__Your objective__:
Copied exactly and without pictures, the lines from the beginning of the entries through the one that holds "Target: thin cloud" should form the entire reply.

(Records drawn from a dataset)
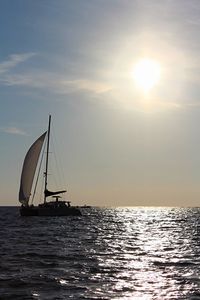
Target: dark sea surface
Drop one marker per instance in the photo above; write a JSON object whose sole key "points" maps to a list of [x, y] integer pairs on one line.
{"points": [[116, 253]]}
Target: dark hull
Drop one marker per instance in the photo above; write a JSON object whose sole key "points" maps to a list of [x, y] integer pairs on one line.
{"points": [[48, 211]]}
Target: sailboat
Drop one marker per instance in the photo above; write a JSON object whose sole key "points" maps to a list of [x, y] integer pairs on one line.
{"points": [[55, 207]]}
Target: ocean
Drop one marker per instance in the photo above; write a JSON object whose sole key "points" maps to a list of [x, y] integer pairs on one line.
{"points": [[108, 253]]}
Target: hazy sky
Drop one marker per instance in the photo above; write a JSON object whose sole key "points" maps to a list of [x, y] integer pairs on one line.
{"points": [[74, 59]]}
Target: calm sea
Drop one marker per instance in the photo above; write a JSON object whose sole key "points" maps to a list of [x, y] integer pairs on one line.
{"points": [[116, 253]]}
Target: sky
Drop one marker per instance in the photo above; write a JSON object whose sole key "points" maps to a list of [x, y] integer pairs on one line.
{"points": [[74, 60]]}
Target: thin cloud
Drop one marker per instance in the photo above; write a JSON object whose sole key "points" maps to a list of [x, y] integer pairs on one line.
{"points": [[13, 130], [13, 61], [55, 83]]}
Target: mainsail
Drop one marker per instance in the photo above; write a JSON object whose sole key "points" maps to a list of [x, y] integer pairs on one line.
{"points": [[28, 170]]}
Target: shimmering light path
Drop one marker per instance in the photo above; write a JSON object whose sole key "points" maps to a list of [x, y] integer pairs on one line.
{"points": [[124, 253]]}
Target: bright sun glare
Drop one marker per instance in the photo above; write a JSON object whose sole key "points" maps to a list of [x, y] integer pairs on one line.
{"points": [[146, 74]]}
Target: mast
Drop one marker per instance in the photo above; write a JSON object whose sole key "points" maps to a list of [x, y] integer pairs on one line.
{"points": [[47, 159]]}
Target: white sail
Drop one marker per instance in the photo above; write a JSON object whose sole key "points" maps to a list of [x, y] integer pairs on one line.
{"points": [[28, 170]]}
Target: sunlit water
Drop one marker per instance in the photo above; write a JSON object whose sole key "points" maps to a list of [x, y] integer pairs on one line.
{"points": [[123, 253]]}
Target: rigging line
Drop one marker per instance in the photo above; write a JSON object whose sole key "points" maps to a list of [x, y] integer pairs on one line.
{"points": [[36, 183], [57, 159]]}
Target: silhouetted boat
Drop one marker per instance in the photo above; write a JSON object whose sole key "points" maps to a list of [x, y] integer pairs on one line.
{"points": [[55, 207]]}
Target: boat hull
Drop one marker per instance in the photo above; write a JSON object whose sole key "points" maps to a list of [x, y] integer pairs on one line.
{"points": [[47, 210]]}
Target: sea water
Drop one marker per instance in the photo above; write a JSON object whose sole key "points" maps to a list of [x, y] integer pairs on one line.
{"points": [[108, 253]]}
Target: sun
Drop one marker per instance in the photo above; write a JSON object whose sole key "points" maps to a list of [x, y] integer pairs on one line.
{"points": [[146, 73]]}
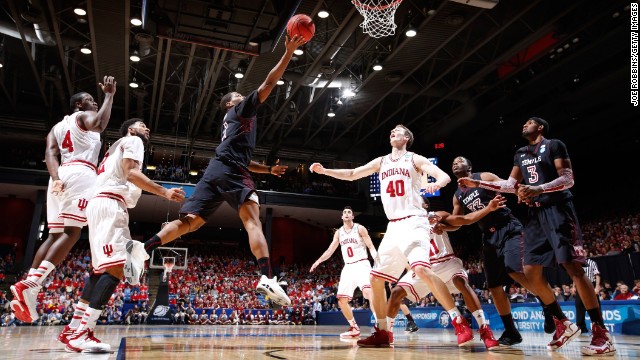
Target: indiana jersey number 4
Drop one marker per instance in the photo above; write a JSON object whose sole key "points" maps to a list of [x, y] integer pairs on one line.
{"points": [[395, 188]]}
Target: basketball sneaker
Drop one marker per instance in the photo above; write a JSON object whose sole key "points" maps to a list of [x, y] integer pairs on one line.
{"points": [[411, 326], [601, 343], [352, 333], [549, 324], [25, 295], [487, 337], [463, 330], [134, 265], [272, 290], [510, 339], [379, 338], [63, 337], [565, 332], [85, 342]]}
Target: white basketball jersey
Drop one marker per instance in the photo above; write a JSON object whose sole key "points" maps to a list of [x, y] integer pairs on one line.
{"points": [[441, 249], [352, 245], [75, 143], [111, 179], [400, 183]]}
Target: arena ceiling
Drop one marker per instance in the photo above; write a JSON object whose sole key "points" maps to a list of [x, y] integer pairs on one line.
{"points": [[468, 79]]}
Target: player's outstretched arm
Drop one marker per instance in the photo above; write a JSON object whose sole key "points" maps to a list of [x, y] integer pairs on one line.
{"points": [[348, 174], [276, 73], [133, 174], [498, 202], [428, 168], [327, 254]]}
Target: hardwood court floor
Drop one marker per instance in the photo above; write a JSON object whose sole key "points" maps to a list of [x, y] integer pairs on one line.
{"points": [[280, 342]]}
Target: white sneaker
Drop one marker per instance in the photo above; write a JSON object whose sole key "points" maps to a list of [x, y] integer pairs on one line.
{"points": [[25, 292], [352, 333], [85, 342], [134, 266], [272, 290]]}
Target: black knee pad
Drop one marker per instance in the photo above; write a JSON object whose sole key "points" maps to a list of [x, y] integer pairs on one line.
{"points": [[103, 290], [89, 286]]}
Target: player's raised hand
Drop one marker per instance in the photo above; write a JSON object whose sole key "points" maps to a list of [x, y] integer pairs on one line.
{"points": [[277, 169], [467, 182], [317, 168], [57, 187], [108, 85]]}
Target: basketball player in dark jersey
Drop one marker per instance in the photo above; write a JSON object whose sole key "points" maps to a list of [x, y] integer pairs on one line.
{"points": [[501, 244], [227, 177], [552, 232]]}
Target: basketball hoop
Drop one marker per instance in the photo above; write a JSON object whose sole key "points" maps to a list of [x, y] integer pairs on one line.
{"points": [[378, 16], [168, 263]]}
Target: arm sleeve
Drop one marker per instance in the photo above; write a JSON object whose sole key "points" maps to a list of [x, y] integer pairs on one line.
{"points": [[503, 186], [562, 182], [134, 149], [248, 107]]}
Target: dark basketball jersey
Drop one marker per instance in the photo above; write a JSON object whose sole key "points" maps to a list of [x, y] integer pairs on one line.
{"points": [[475, 199], [537, 167], [239, 132]]}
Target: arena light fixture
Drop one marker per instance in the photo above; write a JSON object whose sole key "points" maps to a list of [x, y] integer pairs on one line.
{"points": [[134, 56], [411, 31]]}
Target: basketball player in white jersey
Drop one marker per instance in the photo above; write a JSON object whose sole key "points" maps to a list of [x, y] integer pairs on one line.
{"points": [[401, 178], [76, 139], [451, 270], [354, 240], [118, 187]]}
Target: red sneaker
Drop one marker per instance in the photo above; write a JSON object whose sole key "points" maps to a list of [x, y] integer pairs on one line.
{"points": [[601, 343], [463, 330], [24, 302], [63, 337], [487, 337], [379, 338], [565, 332]]}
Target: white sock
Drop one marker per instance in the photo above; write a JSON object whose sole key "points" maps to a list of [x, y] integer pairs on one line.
{"points": [[43, 271], [352, 323], [479, 316], [391, 322], [77, 315], [89, 319], [454, 313]]}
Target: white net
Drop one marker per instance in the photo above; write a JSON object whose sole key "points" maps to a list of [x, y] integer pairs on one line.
{"points": [[378, 16]]}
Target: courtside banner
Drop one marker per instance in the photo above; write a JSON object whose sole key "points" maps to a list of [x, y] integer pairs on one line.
{"points": [[620, 317]]}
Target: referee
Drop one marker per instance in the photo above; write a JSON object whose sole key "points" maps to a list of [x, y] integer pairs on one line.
{"points": [[593, 274]]}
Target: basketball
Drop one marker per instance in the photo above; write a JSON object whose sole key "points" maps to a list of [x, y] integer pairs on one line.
{"points": [[301, 25]]}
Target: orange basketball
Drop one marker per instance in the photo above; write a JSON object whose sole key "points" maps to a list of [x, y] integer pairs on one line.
{"points": [[301, 25]]}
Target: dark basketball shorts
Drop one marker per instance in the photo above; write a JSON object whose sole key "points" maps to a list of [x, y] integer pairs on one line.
{"points": [[222, 181], [552, 235], [506, 256]]}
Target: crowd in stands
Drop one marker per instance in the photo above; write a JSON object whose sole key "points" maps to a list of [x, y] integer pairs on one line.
{"points": [[217, 280]]}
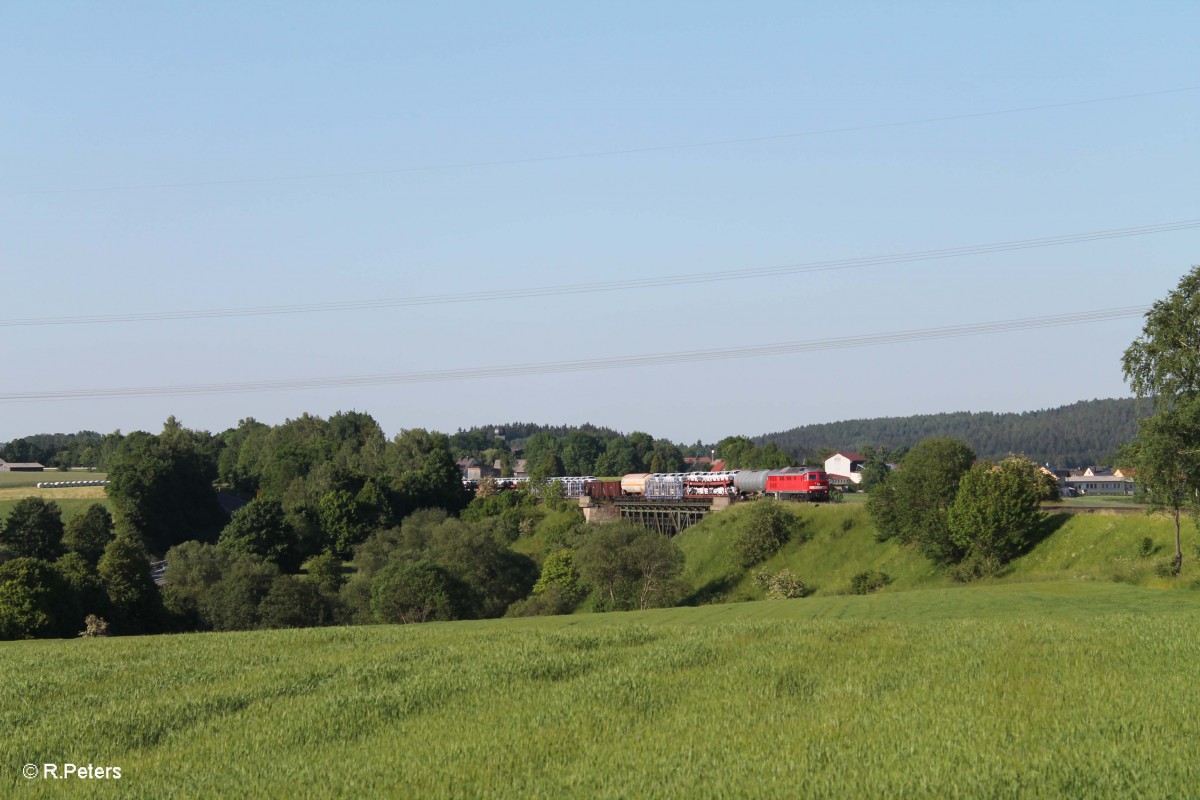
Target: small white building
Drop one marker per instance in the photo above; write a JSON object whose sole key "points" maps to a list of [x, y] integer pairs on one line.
{"points": [[845, 465], [1102, 483]]}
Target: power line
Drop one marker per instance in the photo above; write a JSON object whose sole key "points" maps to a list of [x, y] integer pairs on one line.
{"points": [[598, 154], [685, 278], [588, 365]]}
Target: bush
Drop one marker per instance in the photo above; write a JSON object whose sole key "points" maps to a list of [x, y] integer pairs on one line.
{"points": [[1167, 569], [547, 603], [414, 591], [780, 585], [761, 531], [294, 602], [864, 583], [94, 627]]}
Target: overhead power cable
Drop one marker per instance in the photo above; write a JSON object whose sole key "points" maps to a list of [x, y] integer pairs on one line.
{"points": [[628, 284], [598, 154], [587, 365]]}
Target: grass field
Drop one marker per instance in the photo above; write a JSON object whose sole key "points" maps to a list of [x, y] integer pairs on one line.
{"points": [[839, 542], [72, 500], [1039, 690], [70, 506], [11, 480]]}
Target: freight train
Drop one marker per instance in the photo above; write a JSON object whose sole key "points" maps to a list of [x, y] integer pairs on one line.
{"points": [[789, 483]]}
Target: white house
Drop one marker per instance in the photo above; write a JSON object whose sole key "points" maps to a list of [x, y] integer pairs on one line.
{"points": [[847, 465]]}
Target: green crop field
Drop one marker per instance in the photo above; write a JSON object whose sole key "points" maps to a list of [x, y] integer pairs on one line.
{"points": [[837, 541], [1041, 690], [70, 506], [11, 480]]}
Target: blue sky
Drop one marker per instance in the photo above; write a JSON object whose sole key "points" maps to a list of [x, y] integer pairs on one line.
{"points": [[196, 100]]}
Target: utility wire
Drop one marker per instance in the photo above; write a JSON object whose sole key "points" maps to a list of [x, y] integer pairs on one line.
{"points": [[588, 365], [685, 278], [598, 154]]}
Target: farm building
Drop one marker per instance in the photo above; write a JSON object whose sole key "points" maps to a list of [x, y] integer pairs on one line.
{"points": [[13, 467]]}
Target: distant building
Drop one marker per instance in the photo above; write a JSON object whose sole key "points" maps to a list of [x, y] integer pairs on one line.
{"points": [[1104, 483], [847, 465], [472, 470], [17, 467]]}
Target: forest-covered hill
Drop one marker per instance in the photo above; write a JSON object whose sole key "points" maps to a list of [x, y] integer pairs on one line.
{"points": [[1079, 434]]}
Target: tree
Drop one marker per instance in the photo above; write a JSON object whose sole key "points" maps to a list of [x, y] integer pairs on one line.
{"points": [[259, 528], [762, 529], [628, 566], [581, 451], [995, 512], [89, 533], [1163, 364], [342, 522], [30, 600], [125, 573], [414, 591], [233, 603], [1165, 457], [916, 506], [161, 486], [294, 602], [424, 473], [665, 457], [558, 571], [34, 529], [84, 590]]}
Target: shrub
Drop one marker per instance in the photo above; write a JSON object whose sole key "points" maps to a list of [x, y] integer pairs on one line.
{"points": [[761, 531], [414, 591], [550, 602], [864, 583], [1167, 569], [94, 627], [780, 585]]}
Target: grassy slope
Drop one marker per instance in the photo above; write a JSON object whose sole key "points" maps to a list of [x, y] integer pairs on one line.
{"points": [[1079, 547], [1067, 689], [15, 486]]}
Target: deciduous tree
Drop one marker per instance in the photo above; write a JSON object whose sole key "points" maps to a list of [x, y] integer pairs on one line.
{"points": [[34, 529]]}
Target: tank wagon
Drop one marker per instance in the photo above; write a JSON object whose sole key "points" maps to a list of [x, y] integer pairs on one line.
{"points": [[789, 483], [795, 482]]}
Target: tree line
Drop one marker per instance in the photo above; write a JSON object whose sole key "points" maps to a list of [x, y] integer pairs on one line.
{"points": [[342, 525]]}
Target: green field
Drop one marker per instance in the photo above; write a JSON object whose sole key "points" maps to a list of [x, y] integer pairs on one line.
{"points": [[70, 506], [11, 480], [837, 541], [1080, 689]]}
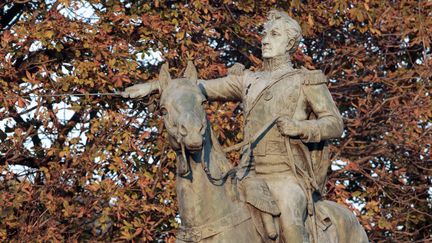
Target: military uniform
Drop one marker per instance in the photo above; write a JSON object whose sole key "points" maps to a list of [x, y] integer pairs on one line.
{"points": [[297, 94]]}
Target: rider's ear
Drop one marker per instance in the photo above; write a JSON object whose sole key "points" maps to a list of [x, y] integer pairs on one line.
{"points": [[191, 72], [164, 76]]}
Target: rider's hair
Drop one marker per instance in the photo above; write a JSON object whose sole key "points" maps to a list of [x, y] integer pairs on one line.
{"points": [[292, 27]]}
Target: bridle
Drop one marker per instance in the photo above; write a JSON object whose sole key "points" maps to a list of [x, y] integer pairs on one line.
{"points": [[183, 166]]}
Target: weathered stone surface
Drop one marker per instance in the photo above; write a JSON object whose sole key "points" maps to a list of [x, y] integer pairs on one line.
{"points": [[274, 193]]}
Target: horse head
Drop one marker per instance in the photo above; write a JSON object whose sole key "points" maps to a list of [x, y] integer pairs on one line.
{"points": [[181, 106]]}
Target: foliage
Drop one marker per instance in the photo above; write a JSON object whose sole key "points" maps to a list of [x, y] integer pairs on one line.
{"points": [[97, 167]]}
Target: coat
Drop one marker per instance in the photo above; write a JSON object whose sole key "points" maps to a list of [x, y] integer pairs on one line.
{"points": [[299, 94]]}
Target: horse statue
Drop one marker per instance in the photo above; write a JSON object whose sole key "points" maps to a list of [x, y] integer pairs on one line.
{"points": [[211, 205]]}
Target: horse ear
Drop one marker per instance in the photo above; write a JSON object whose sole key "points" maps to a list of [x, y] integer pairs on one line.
{"points": [[191, 72], [164, 76]]}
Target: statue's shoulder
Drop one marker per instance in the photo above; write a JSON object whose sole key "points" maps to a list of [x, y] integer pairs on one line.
{"points": [[313, 77]]}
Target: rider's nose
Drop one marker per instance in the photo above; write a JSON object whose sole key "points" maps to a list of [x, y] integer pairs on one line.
{"points": [[182, 130]]}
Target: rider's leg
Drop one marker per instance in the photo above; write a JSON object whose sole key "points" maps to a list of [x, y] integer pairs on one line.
{"points": [[292, 203]]}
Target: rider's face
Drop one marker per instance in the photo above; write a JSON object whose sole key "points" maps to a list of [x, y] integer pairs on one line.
{"points": [[275, 41]]}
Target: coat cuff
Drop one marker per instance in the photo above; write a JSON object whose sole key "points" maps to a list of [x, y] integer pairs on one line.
{"points": [[311, 132]]}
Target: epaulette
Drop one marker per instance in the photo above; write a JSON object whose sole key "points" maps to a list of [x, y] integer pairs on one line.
{"points": [[313, 77], [236, 69]]}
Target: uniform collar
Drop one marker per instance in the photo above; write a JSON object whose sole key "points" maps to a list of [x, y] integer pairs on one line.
{"points": [[278, 63]]}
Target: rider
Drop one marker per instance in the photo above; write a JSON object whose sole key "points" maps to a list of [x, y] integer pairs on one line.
{"points": [[288, 156]]}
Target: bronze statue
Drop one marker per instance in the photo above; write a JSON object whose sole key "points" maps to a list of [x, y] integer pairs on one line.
{"points": [[289, 115]]}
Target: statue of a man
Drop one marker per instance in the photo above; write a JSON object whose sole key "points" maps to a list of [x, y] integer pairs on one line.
{"points": [[288, 156]]}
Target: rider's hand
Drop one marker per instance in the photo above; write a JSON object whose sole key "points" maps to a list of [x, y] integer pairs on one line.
{"points": [[139, 90], [289, 127]]}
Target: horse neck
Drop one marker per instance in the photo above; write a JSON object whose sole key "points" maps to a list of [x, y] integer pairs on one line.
{"points": [[201, 202]]}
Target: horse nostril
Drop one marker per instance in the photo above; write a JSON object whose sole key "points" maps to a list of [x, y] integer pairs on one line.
{"points": [[183, 130]]}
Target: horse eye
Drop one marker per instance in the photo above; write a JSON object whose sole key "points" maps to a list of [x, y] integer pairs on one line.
{"points": [[163, 111]]}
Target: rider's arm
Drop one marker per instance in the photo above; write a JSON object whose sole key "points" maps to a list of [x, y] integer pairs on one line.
{"points": [[229, 88], [328, 123]]}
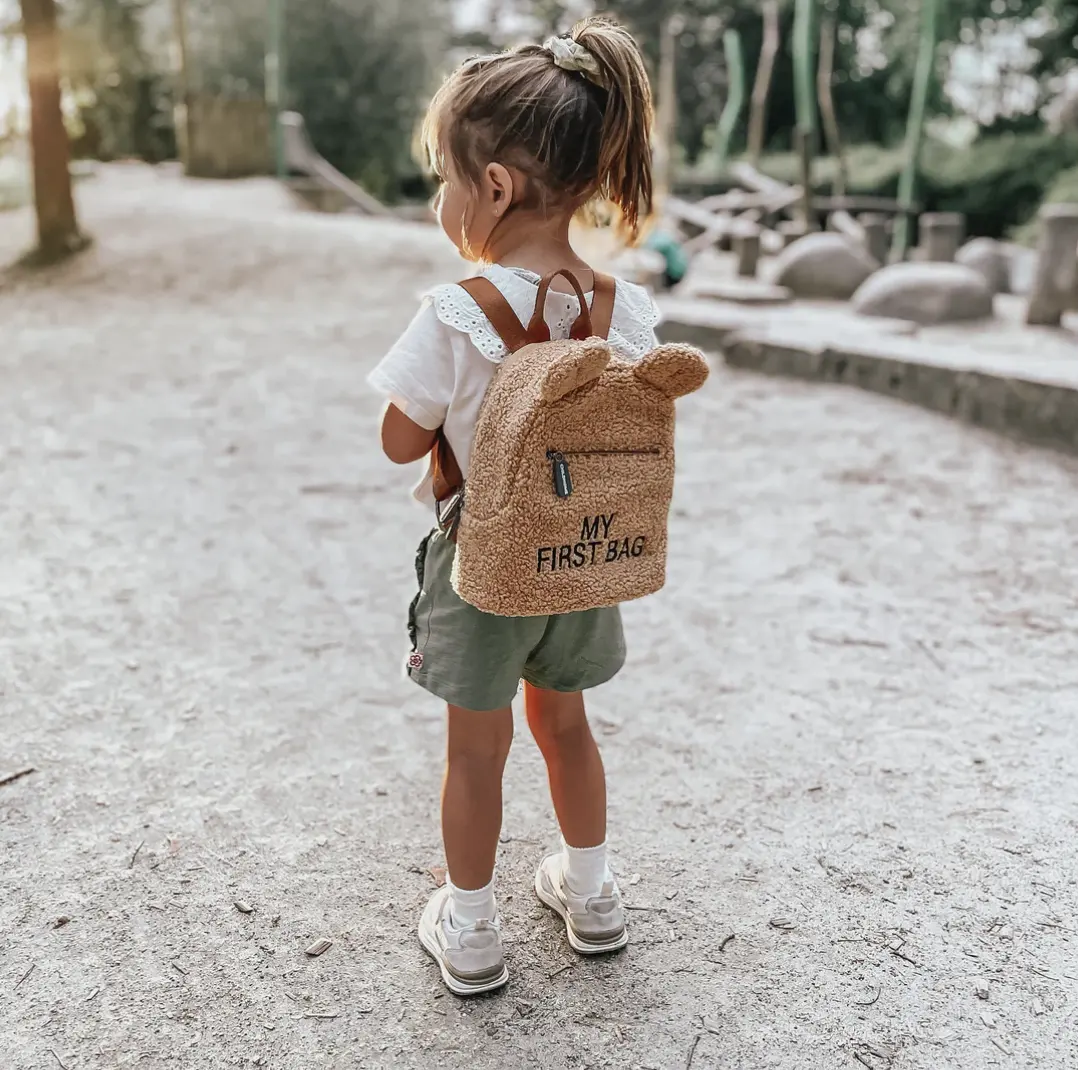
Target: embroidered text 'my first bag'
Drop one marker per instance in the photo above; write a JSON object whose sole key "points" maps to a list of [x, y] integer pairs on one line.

__Exercise result__:
Target: dark sea surface
Drop one marker per instance in the photo above; write a JSON object whose sole key "points" maps to a list of [x, y] integer pairs on one line.
{"points": [[116, 253]]}
Target: dark hull
Drop one marker per instance in the photo above; write a JSON object whose sole key "points" maps to a list of [x, y] integer pairs on one line.
{"points": [[48, 211]]}
Target: sailboat
Drop one marker per instance in the photo above; write a JSON object whose sole key "points" maps to a list of [x, y] integer pairs on one line.
{"points": [[55, 207]]}
Target: ocean
Drop one marker per instance in the photo above; write a JSON object whose sole key "points" maps to a list of [x, y] integer pairs on one line.
{"points": [[108, 253]]}
Target: hazy sky
Drop one marker per instance in the photo above; write a JSON object whose sole key "points" maps to a list of [x, y] integer pairs on one line.
{"points": [[74, 59]]}
Target: calm sea
Drop one marker per instance in the photo above; write a JSON object whose sole key "points" maps to a list of [x, y] integer pairs on one line.
{"points": [[116, 253]]}
Target: sky
Drop one marker per instance in the photo above; write a JSON object whose sole key "points" maps to a list of [x, y] integer pairs on one line.
{"points": [[74, 60]]}
Target: thin cloud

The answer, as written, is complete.